Zadanie do wykonania 1: Podaj wszystkie gazety i stacje telewizyjne wymienione z nazwy w artykule o plotkach na temat Obamy.

Wybrany fragment:
Podwójne życie Obamy?

W Internecie krążą tysiące teorii spiskowych dotyczących Baracka Obamy. Największy ich wysyp nastąpił podczas kampanii przedwyborczej oraz tuż po wyborach.

Publikacja: 18.06.2010 11:36

Serwisy plotkarskie polują na informacje o rzekomych romansach Baracka Obamy

Serwisy plotkarskie polują na informacje o rzekomych romansach Baracka Obamy

Foto: FORUM/REUTERS

Ale i teraz praktycznie nie ma miesiąca bez sensacyjnej wiadomości dotyczącej przeszłości przywódcy USA.

Przed tygodniem w blogosferze po tej stronie Atlantyku zawrzało na wieść, że Obama zagrał w hiphopowym teledysku. Kiedy? W 1993 roku, gdy jako prowadzący zajęcia z prawa konstytucyjnego w Chicago nie marzył jeszcze zapewne o Białym Domu. Dowód? Wystarczy uważnie obejrzeć wideo grupy Tag Team, by po minucie i jednej sekundzie zobaczyć uśmiechającego się mężczyznę w okularach przeciwsłonecznych, który rozmawia przez wielki w tamtych czasach telefon komórkowy. Toż to Obama!

Poza tym obecny prezydent USA uwielbia rap, a Jay-Z niedawno odwiedził go nawet w Białym Domu. Przywódca najpotężniejszego mocarstwa świata znany jest też z zamiłowania do telefonów komórkowych (choć teraz zamiast cegły używa BlackBerry).

Wprawdzie wiele wskazywało na to, że jest to bardzo niewiarygodna plotka, to jednak informację o tajemniczym hiphopowym nagraniu podało kilkaset różnych mediów, od „Sun” poczynając, na takich stacjach jak Fox czy CNN kończąc. CNN zapytał nawet o nagranie urzędników administracji, ale Biały Dom „niezwłocznie nie odpowiedział”. A czy taka cisza nie jest podejrzana?

Przykłady wykrywania:

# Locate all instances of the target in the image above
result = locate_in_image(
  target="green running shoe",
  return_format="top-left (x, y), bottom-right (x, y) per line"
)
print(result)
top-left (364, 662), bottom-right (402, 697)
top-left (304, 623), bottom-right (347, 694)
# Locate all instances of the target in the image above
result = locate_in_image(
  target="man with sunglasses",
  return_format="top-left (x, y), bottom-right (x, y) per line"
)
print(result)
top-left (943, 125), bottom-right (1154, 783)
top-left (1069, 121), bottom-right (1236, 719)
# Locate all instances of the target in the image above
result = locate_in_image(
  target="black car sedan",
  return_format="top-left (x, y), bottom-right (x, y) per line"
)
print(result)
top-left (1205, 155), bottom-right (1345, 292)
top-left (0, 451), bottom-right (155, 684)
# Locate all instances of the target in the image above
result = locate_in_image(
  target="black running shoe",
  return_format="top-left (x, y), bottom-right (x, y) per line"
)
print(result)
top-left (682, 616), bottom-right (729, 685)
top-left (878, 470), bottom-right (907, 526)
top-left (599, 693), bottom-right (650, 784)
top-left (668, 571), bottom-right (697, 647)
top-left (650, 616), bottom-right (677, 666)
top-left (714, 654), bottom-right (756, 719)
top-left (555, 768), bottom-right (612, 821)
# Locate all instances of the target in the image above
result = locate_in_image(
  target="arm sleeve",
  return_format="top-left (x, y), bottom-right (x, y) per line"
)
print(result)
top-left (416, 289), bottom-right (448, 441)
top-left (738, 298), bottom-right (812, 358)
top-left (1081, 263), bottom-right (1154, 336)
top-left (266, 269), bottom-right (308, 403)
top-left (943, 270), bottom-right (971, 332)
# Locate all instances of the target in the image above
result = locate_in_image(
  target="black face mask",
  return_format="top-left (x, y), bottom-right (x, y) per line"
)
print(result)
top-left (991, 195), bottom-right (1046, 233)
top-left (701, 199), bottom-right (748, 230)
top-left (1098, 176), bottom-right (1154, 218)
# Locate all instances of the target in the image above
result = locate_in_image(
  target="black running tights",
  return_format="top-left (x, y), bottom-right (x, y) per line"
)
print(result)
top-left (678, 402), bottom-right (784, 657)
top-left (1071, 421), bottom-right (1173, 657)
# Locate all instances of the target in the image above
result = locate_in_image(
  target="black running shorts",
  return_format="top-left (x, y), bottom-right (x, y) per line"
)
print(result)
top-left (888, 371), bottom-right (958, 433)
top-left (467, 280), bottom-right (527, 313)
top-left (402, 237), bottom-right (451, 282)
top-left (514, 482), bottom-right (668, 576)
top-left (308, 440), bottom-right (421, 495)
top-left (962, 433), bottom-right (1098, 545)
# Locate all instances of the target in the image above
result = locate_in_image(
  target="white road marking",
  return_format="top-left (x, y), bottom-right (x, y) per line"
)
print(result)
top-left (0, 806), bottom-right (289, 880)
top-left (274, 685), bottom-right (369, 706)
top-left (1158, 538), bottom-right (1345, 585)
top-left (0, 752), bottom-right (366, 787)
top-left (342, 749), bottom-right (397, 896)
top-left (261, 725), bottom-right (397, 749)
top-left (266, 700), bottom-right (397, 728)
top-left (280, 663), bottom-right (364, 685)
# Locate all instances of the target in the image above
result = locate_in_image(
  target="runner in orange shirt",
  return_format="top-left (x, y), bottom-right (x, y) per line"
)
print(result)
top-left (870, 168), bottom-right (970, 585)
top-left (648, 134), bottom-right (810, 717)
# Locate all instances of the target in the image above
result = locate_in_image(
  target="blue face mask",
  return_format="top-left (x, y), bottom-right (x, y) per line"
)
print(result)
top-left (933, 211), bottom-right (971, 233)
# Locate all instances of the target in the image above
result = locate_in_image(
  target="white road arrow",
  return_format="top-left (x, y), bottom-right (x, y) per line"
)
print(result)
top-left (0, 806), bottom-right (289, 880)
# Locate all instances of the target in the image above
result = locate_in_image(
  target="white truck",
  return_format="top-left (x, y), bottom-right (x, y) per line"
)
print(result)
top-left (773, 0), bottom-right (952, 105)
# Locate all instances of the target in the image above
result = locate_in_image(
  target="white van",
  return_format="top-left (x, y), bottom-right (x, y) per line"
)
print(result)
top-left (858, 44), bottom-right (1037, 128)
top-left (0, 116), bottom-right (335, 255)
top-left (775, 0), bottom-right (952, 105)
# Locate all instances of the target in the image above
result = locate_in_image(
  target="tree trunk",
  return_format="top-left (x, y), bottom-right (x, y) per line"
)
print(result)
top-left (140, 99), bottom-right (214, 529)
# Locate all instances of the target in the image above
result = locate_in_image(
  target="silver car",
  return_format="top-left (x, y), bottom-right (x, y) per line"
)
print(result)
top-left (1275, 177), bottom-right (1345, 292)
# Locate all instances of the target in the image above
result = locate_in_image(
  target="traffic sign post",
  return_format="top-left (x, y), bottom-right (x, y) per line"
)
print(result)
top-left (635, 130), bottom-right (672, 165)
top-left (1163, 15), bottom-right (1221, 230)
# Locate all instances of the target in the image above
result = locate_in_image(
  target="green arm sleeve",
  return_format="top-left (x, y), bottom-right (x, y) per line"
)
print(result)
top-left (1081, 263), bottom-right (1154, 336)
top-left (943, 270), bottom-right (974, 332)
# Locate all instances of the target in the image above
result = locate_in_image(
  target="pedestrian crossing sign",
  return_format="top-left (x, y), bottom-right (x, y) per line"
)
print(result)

Zadanie do wykonania 2: Wybierz z listingu każdy wiersz, w którym występuje słowo „road”.

Poprawna odpowiedź 1:
„Sun”
Fox
CNN

Poprawna odpowiedź 2:
  target="white road marking",
  target="white road arrow",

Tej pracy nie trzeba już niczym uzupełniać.